[Records]
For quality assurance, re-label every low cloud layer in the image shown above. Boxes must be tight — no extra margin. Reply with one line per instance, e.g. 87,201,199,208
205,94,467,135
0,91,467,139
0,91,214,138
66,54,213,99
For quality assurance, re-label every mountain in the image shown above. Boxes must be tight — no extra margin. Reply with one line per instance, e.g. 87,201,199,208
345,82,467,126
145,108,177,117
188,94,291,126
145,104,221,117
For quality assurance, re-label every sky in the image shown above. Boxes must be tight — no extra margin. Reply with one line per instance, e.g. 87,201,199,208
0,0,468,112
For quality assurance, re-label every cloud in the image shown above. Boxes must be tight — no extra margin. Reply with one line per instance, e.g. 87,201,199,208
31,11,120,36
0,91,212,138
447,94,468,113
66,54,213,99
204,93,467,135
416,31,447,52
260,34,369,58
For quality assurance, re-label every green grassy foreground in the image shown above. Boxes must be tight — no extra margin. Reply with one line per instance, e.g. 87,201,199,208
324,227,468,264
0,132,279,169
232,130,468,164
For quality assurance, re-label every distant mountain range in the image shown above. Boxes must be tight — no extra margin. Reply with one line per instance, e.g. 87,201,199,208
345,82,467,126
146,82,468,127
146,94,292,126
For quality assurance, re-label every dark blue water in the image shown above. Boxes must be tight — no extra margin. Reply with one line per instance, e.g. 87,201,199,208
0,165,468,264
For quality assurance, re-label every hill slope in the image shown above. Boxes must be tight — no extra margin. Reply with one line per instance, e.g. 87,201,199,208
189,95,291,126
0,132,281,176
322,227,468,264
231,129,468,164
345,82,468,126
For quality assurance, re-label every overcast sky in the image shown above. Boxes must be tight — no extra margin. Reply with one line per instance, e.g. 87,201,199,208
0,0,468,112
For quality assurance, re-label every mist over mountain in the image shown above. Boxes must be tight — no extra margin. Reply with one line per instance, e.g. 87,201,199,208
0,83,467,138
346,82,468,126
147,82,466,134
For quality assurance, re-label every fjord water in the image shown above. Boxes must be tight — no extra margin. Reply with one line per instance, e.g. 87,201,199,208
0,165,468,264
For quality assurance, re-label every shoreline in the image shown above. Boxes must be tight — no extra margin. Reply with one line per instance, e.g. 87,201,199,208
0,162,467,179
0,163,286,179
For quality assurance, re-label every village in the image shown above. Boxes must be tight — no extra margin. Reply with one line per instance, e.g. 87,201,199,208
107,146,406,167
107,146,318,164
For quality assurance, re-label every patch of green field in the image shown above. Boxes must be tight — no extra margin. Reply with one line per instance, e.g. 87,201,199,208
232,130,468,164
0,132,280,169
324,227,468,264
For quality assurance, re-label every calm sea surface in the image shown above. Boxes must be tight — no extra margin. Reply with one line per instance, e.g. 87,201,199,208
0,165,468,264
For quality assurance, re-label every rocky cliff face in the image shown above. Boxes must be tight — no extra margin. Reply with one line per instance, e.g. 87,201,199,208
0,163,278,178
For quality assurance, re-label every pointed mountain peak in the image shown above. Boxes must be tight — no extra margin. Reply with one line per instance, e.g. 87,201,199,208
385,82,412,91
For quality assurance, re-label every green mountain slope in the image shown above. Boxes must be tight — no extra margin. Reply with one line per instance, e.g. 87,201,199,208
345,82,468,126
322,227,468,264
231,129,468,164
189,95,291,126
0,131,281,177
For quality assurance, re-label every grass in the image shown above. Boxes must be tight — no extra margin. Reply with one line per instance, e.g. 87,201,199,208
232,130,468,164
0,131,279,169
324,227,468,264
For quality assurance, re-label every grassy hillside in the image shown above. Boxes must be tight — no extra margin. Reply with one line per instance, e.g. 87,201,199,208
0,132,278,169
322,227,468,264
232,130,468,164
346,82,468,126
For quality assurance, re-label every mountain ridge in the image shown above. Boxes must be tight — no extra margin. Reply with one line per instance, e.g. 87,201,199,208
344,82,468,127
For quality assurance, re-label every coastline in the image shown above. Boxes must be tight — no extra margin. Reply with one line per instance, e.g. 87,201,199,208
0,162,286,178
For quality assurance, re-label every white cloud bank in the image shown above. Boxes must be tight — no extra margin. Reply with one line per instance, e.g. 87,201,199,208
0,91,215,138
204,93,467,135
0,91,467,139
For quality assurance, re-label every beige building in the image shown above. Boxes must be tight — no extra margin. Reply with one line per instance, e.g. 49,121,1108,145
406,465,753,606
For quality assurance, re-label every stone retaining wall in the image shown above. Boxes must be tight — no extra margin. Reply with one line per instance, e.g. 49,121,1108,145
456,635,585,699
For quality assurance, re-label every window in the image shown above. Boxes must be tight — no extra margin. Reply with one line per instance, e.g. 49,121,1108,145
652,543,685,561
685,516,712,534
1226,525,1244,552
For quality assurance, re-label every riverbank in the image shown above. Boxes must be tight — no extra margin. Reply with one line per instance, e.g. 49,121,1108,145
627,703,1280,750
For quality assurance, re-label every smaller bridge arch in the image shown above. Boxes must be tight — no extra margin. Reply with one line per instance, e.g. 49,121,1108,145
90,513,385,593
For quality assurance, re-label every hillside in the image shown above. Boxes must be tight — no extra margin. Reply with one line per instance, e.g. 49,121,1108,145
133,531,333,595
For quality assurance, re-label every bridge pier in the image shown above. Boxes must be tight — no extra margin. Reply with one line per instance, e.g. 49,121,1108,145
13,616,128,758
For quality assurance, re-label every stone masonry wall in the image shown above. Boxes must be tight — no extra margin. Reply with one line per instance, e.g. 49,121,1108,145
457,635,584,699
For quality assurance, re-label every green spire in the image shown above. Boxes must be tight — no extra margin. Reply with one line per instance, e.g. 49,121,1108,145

...

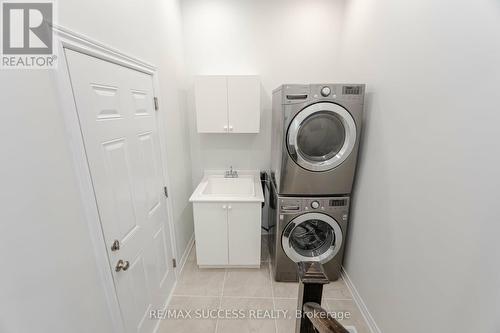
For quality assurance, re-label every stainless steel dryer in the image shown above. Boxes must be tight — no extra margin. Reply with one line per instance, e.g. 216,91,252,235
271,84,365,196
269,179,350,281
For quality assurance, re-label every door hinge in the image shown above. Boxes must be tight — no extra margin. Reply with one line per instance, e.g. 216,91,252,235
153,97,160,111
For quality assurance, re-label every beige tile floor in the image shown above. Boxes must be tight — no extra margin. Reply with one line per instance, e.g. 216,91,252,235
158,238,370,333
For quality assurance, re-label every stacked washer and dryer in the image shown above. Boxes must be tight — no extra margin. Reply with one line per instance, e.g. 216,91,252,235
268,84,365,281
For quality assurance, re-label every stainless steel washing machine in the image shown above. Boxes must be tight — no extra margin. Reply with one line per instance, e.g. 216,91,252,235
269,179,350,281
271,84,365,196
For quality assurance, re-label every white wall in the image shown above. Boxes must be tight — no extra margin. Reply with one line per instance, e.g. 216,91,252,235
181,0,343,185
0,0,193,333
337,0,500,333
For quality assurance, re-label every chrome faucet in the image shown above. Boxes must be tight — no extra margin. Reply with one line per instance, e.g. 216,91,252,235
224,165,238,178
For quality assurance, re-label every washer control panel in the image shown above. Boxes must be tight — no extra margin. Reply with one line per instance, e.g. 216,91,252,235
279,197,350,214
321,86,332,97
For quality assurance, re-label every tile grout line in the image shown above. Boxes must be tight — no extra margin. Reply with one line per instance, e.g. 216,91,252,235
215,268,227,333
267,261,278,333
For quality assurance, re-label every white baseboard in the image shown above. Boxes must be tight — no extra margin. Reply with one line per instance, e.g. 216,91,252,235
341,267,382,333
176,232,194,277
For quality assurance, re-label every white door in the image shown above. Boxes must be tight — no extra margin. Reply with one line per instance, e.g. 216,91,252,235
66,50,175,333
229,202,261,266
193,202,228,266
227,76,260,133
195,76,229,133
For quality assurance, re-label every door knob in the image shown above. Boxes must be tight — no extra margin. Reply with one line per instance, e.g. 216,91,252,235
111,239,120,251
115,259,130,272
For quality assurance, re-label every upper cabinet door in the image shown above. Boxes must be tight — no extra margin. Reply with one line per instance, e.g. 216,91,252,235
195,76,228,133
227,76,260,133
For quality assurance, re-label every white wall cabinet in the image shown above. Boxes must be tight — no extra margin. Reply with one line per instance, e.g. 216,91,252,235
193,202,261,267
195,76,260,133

> Problem: Rewrite only the rows in the stretch from "For quality assurance, re-label every white wall in" through "337,0,500,333", both ends included, and shift every box coordinate in them up by 12.

> Solution to the problem:
For quality assurance, re-label every white wall in the image shown above. Boxes must be tight — no extra margin. Reply with one line per instance, e.g. 216,91,252,235
193,12,355,197
12,12,205,345
349,12,512,345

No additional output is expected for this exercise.